[Texto apresentado]
++++

Serpentes de bronze no culto cristão
Estou
lendo “Igreja Simples – retornando ao processo de Deus para fazer discípulos”
(Editora Palavra, Brasília, 2011). O livro é fruto de uma pesquisa que concluiu
o seguinte: igrejas saudáveis são igrejas com um programa simples de
discipulado. Ao contrário, igrejas “doentes” são congestionadas, complicadas,
sobrecarregadas com inúmeros programas e eventos.
Os autores usam o exemplo de Ezequias para desafiar a igreja de hoje a fazer
uma reforma de volta à simplicidade.
A Reforma de Ezequias
O rei Ezequias trouxe o povo de Deus de volta ao Senhor através de uma grande
reforma. Ele removeu os “lugares altos”, os postes-ídolos, e jogou fora
entulhos de deuses que competia pela atenção do povo (II Rs 18:4).
Até aí tudo bem. No entanto, Ezequias fez algo radical, que muitos líderes de
igreja teriam dificuldade de fazer hoje. Ele destruiu a serpente de bronze de
Moisés. Uma serpente moldada pelo grande líder histórico, feita por ordem do
próprio Deus.

++++

[Dados]
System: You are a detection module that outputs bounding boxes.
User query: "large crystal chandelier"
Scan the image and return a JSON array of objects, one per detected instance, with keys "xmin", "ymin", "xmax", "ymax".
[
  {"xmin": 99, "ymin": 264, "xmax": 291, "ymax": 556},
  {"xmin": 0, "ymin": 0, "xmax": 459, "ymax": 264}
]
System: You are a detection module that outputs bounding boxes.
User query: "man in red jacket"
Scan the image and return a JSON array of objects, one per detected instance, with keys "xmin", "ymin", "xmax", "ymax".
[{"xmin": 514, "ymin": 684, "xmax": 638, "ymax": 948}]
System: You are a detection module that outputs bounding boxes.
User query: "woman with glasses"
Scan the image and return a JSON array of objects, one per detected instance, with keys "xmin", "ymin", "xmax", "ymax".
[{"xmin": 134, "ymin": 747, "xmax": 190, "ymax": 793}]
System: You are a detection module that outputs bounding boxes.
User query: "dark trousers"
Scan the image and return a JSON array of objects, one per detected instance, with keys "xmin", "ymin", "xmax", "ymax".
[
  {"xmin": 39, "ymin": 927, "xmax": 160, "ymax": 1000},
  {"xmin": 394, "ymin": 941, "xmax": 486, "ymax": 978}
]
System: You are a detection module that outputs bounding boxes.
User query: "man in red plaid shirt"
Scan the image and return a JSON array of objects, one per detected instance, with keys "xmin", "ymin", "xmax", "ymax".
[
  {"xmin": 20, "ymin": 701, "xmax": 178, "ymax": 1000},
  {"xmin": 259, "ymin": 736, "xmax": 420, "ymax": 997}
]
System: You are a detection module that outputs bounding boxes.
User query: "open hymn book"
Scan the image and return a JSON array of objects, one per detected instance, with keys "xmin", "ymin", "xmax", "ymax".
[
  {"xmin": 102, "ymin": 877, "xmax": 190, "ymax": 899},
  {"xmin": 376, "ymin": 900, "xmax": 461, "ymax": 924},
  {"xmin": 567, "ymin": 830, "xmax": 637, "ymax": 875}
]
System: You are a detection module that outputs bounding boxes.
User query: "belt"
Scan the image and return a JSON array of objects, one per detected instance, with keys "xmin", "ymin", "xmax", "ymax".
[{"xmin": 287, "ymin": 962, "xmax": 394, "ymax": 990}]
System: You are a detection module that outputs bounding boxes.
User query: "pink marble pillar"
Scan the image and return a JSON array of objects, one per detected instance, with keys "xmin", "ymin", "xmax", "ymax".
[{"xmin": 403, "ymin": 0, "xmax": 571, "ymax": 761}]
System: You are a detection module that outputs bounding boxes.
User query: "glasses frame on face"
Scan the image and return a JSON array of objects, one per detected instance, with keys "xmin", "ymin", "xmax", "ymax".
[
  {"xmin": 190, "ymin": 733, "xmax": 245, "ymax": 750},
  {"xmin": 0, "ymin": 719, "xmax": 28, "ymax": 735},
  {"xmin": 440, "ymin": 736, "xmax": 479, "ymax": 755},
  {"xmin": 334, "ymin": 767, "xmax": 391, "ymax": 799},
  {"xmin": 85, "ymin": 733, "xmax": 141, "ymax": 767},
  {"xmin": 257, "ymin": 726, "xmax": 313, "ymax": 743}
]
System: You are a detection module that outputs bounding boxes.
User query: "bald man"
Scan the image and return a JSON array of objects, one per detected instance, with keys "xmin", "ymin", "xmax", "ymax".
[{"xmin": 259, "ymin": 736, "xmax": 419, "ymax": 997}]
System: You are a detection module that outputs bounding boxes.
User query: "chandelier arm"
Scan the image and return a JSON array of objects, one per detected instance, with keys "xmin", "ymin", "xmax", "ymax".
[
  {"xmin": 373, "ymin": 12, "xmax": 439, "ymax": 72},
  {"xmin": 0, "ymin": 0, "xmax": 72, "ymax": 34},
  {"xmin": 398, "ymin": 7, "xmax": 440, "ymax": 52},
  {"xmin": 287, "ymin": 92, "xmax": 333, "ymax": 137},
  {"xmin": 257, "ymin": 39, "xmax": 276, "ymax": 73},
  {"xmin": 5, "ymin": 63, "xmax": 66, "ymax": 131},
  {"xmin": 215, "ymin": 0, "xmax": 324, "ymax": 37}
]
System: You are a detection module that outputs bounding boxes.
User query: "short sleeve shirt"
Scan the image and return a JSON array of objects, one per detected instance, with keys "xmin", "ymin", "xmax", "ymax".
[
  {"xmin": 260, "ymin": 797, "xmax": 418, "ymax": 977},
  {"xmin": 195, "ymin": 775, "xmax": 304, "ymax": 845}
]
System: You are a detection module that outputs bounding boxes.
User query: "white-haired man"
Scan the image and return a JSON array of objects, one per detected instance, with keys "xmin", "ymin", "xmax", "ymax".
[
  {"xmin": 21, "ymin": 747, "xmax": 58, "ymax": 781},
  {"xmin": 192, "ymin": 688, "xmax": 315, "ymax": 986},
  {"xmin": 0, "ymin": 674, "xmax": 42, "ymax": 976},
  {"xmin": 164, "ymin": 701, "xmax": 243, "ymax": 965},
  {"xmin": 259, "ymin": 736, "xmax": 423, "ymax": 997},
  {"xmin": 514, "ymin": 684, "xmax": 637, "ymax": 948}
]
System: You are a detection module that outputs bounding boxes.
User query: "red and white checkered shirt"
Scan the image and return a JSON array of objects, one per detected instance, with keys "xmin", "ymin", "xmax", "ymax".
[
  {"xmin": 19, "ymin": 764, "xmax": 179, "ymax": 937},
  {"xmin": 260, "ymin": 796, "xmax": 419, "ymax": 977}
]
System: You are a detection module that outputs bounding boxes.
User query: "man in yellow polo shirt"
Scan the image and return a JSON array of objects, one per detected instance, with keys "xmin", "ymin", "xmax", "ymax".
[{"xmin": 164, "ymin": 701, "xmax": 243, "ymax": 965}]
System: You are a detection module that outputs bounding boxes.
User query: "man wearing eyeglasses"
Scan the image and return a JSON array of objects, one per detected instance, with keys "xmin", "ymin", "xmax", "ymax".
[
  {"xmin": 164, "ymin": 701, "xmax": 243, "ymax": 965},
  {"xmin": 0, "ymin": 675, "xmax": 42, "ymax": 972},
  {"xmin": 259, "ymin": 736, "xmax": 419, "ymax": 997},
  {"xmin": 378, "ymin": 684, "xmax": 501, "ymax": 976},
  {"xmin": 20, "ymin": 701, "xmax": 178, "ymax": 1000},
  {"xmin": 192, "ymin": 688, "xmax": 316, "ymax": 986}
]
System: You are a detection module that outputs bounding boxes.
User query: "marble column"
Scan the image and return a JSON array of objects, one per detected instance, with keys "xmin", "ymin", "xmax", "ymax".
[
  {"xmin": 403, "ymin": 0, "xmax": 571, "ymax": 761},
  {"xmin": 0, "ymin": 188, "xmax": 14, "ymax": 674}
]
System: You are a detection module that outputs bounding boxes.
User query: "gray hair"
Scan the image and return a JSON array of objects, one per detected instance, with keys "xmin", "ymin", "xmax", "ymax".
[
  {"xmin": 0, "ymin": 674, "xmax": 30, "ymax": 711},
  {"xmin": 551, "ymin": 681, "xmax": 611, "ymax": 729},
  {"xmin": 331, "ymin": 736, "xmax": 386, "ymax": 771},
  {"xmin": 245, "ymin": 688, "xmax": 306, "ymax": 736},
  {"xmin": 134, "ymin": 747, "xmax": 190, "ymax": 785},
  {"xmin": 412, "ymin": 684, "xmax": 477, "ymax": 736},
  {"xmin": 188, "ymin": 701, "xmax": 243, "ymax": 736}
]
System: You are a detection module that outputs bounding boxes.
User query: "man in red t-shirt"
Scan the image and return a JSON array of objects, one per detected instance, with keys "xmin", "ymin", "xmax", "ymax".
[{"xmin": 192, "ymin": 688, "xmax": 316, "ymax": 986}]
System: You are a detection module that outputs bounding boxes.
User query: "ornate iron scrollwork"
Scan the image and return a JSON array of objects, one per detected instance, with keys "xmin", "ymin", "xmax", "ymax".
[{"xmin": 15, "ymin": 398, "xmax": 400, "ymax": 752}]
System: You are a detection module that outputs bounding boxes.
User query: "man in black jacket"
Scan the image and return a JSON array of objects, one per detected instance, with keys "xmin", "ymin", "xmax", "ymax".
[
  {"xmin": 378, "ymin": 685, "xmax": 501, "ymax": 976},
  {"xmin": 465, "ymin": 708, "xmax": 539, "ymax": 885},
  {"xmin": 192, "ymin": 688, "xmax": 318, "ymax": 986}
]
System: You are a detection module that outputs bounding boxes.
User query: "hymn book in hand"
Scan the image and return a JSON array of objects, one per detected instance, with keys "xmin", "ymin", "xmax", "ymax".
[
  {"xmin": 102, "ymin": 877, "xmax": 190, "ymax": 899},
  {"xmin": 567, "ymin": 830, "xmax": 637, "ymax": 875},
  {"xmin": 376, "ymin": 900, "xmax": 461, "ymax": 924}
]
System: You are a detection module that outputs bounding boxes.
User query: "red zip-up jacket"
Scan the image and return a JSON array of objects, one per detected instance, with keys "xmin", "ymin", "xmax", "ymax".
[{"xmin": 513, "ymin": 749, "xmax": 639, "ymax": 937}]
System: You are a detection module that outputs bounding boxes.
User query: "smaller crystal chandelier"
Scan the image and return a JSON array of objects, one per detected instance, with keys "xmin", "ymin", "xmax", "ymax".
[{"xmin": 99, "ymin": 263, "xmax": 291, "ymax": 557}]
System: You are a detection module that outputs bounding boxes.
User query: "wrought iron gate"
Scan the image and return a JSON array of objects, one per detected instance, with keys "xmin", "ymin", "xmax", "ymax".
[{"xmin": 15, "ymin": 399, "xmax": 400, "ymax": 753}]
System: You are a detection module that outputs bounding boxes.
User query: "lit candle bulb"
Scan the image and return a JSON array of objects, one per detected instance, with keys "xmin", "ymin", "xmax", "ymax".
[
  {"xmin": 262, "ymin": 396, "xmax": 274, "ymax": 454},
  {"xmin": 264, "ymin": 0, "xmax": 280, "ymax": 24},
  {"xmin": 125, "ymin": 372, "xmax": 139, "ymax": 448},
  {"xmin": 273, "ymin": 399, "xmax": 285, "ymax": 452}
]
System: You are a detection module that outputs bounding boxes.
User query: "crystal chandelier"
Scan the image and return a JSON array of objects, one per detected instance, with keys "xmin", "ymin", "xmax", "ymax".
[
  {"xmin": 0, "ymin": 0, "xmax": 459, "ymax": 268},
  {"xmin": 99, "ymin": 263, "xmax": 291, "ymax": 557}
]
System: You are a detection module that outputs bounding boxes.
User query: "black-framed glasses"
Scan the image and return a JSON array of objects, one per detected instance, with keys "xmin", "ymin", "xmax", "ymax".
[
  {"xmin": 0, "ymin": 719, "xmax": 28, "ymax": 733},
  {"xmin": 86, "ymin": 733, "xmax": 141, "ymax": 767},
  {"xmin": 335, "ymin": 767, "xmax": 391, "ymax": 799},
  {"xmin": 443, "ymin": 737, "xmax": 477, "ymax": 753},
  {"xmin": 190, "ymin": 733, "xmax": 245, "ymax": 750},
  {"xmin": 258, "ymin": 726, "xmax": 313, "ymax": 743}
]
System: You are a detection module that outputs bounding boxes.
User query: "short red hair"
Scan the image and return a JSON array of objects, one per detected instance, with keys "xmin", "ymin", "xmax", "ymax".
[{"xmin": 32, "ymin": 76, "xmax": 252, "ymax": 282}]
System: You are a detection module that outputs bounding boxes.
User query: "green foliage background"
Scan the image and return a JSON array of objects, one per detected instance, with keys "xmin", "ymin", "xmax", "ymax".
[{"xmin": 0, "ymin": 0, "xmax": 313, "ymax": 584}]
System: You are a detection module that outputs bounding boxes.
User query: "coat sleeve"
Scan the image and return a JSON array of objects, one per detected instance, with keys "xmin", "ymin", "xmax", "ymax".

++++

[Exercício proposto] Reproduza palavra por palavra o texto sobre as serpentes de bronze no culto cristão, do título à última linha.

[Resposta ao exercício]
Serpentes de bronze no culto cristão
Estou
lendo “Igreja Simples – retornando ao processo de Deus para fazer discípulos”
(Editora Palavra, Brasília, 2011). O livro é fruto de uma pesquisa que concluiu
o seguinte: igrejas saudáveis são igrejas com um programa simples de
discipulado. Ao contrário, igrejas “doentes” são congestionadas, complicadas,
sobrecarregadas com inúmeros programas e eventos.
Os autores usam o exemplo de Ezequias para desafiar a igreja de hoje a fazer
uma reforma de volta à simplicidade.
A Reforma de Ezequias
O rei Ezequias trouxe o povo de Deus de volta ao Senhor através de uma grande
reforma. Ele removeu os “lugares altos”, os postes-ídolos, e jogou fora
entulhos de deuses que competia pela atenção do povo (II Rs 18:4).
Até aí tudo bem. No entanto, Ezequias fez algo radical, que muitos líderes de
igreja teriam dificuldade de fazer hoje. Ele destruiu a serpente de bronze de
Moisés. Uma serpente moldada pelo grande líder histórico, feita por ordem do
próprio Deus.